* STATED EXERCISE *
Pull out every line of the material that contains the word "window", and note that case counts.
#### THE DATA ####
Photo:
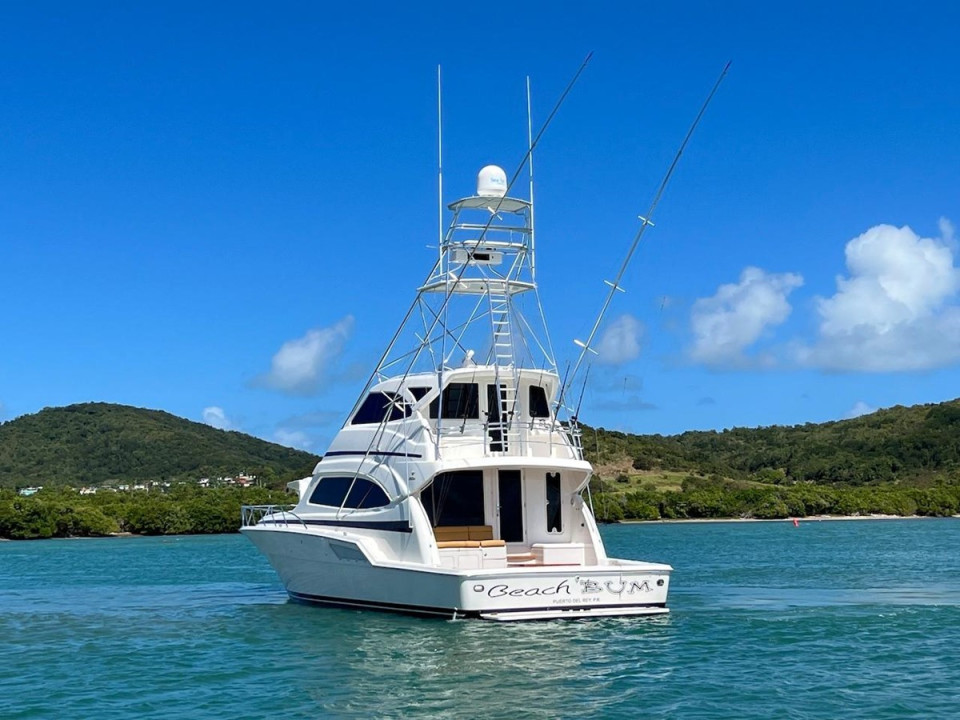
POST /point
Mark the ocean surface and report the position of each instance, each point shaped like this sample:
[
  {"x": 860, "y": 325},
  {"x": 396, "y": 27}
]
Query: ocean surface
[{"x": 831, "y": 619}]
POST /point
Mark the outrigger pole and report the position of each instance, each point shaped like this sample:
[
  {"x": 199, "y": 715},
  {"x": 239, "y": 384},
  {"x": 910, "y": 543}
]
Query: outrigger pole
[{"x": 646, "y": 220}]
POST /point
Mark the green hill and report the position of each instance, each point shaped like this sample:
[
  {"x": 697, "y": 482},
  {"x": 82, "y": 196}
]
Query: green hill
[
  {"x": 918, "y": 445},
  {"x": 91, "y": 443}
]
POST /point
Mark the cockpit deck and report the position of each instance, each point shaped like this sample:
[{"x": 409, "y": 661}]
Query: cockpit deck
[{"x": 464, "y": 547}]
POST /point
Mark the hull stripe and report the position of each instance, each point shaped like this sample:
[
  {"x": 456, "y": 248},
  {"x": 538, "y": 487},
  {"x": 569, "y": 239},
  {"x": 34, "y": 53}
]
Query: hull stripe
[
  {"x": 448, "y": 612},
  {"x": 388, "y": 526}
]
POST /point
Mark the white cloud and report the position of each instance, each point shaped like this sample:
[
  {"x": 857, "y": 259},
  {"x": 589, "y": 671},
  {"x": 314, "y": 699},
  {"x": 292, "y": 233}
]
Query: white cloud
[
  {"x": 894, "y": 311},
  {"x": 301, "y": 365},
  {"x": 738, "y": 315},
  {"x": 620, "y": 342},
  {"x": 859, "y": 408},
  {"x": 948, "y": 234},
  {"x": 216, "y": 417}
]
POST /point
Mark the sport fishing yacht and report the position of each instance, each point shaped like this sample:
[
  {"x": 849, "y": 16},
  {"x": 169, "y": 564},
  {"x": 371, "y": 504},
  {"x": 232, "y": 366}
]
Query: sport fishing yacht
[{"x": 457, "y": 486}]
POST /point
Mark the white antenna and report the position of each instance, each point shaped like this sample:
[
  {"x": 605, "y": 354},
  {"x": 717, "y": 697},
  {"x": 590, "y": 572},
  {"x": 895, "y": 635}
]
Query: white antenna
[
  {"x": 533, "y": 245},
  {"x": 439, "y": 166}
]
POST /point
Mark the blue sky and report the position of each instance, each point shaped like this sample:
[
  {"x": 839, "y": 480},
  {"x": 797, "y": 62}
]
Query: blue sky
[{"x": 222, "y": 210}]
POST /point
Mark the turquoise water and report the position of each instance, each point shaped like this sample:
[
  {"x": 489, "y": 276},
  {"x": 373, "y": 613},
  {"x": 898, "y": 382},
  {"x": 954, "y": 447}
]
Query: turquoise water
[{"x": 828, "y": 620}]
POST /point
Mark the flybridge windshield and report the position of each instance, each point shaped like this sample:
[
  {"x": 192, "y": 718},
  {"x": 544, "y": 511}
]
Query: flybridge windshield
[
  {"x": 460, "y": 401},
  {"x": 379, "y": 407}
]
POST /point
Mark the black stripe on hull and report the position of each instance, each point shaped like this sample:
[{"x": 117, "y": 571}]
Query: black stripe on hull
[
  {"x": 387, "y": 526},
  {"x": 426, "y": 611}
]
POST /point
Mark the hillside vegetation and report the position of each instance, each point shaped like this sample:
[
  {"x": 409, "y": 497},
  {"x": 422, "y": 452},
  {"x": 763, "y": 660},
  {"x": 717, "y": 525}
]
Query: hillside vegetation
[
  {"x": 92, "y": 443},
  {"x": 899, "y": 461},
  {"x": 917, "y": 445}
]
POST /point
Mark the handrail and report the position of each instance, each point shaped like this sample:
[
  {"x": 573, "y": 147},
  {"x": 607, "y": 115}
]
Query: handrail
[{"x": 251, "y": 515}]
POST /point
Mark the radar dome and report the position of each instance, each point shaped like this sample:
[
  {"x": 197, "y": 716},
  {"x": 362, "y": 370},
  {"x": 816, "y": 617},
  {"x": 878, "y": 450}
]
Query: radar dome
[{"x": 492, "y": 182}]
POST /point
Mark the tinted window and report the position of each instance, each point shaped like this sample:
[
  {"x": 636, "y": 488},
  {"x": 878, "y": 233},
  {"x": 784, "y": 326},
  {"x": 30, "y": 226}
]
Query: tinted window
[
  {"x": 455, "y": 498},
  {"x": 460, "y": 401},
  {"x": 379, "y": 406},
  {"x": 538, "y": 402},
  {"x": 364, "y": 494},
  {"x": 554, "y": 510}
]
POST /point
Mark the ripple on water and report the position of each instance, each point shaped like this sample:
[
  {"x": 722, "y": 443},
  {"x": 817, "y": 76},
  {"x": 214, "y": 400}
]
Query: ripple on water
[{"x": 199, "y": 628}]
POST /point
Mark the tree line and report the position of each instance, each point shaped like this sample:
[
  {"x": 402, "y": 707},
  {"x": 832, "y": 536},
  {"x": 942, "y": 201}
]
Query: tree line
[
  {"x": 705, "y": 498},
  {"x": 185, "y": 510}
]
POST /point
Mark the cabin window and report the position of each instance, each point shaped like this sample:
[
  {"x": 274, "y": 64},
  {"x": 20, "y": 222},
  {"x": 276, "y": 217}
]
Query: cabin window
[
  {"x": 455, "y": 498},
  {"x": 364, "y": 494},
  {"x": 380, "y": 406},
  {"x": 460, "y": 402},
  {"x": 554, "y": 509},
  {"x": 419, "y": 392},
  {"x": 538, "y": 402}
]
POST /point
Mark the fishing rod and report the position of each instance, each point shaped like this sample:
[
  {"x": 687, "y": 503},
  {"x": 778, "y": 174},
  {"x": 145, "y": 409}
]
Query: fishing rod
[{"x": 646, "y": 221}]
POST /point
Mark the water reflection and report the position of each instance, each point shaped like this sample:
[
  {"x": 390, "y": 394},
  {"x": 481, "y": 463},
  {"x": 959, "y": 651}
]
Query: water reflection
[{"x": 391, "y": 665}]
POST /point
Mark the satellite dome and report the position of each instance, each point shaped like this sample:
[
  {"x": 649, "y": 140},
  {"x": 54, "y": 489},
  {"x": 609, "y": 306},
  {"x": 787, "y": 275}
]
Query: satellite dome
[{"x": 492, "y": 182}]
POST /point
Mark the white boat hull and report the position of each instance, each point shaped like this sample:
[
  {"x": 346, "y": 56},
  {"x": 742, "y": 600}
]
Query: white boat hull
[{"x": 334, "y": 569}]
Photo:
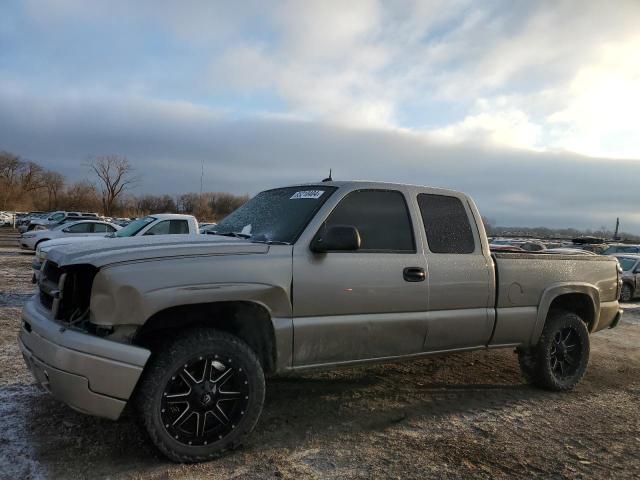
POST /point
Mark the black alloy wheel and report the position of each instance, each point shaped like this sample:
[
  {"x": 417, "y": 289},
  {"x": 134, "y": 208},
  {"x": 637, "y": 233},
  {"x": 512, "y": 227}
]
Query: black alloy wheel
[
  {"x": 204, "y": 400},
  {"x": 565, "y": 353},
  {"x": 559, "y": 360},
  {"x": 201, "y": 395}
]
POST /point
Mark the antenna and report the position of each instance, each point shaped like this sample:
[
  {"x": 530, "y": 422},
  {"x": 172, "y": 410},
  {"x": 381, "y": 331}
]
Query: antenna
[{"x": 201, "y": 176}]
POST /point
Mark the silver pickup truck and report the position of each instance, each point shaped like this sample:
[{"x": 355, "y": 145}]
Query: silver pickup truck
[{"x": 302, "y": 277}]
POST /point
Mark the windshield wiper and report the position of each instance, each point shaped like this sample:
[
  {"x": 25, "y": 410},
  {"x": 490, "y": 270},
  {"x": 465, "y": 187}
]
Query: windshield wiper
[
  {"x": 230, "y": 234},
  {"x": 271, "y": 242}
]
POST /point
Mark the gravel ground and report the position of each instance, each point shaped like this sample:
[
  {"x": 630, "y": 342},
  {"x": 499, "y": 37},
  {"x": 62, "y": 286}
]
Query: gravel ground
[{"x": 459, "y": 416}]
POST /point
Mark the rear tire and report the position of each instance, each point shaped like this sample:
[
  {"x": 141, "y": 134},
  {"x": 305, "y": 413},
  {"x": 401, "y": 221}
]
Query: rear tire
[
  {"x": 201, "y": 396},
  {"x": 559, "y": 360},
  {"x": 626, "y": 294}
]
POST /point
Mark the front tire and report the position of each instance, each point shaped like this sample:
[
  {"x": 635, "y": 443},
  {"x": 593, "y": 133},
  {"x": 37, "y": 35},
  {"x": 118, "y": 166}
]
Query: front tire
[
  {"x": 201, "y": 396},
  {"x": 559, "y": 360}
]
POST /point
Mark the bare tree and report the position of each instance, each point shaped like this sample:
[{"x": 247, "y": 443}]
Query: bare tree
[
  {"x": 54, "y": 183},
  {"x": 115, "y": 174},
  {"x": 10, "y": 166}
]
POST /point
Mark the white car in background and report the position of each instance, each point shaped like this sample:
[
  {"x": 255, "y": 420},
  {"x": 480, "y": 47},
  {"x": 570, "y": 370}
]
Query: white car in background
[{"x": 84, "y": 228}]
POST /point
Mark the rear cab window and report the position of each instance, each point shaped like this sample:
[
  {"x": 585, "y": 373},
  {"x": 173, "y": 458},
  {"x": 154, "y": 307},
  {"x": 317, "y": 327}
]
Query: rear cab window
[
  {"x": 446, "y": 223},
  {"x": 382, "y": 218}
]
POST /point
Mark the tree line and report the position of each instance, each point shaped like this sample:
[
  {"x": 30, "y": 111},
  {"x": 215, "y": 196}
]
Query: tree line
[{"x": 27, "y": 186}]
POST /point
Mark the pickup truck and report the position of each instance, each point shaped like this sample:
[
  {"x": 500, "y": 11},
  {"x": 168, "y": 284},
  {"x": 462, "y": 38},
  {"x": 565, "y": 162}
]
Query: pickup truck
[{"x": 303, "y": 277}]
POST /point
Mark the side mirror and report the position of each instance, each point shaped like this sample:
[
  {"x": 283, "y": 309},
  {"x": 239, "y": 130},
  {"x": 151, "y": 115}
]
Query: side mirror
[{"x": 342, "y": 238}]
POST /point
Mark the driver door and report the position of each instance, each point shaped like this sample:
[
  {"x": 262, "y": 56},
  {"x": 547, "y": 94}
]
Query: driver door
[{"x": 357, "y": 305}]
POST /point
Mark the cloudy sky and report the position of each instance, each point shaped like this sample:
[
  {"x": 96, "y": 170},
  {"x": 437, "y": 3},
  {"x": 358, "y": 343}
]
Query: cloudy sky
[{"x": 531, "y": 107}]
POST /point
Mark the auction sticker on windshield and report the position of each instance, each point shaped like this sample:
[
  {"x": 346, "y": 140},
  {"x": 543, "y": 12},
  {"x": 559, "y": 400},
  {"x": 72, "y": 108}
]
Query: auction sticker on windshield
[{"x": 307, "y": 194}]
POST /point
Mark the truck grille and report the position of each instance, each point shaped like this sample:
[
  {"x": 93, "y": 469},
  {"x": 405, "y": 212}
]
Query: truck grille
[{"x": 49, "y": 284}]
####
* OUTPUT OF THE EXERCISE *
Mark the tinted window and report the position of each instance, each point shaped like this sample:
Query: tinted window
Mark the cabin window and report the position of each instance, each point shaped like this sample:
Query: cabin window
Mark the rear cab window and report the position of each instance, each point shaped like this sample:
Query: rear cab window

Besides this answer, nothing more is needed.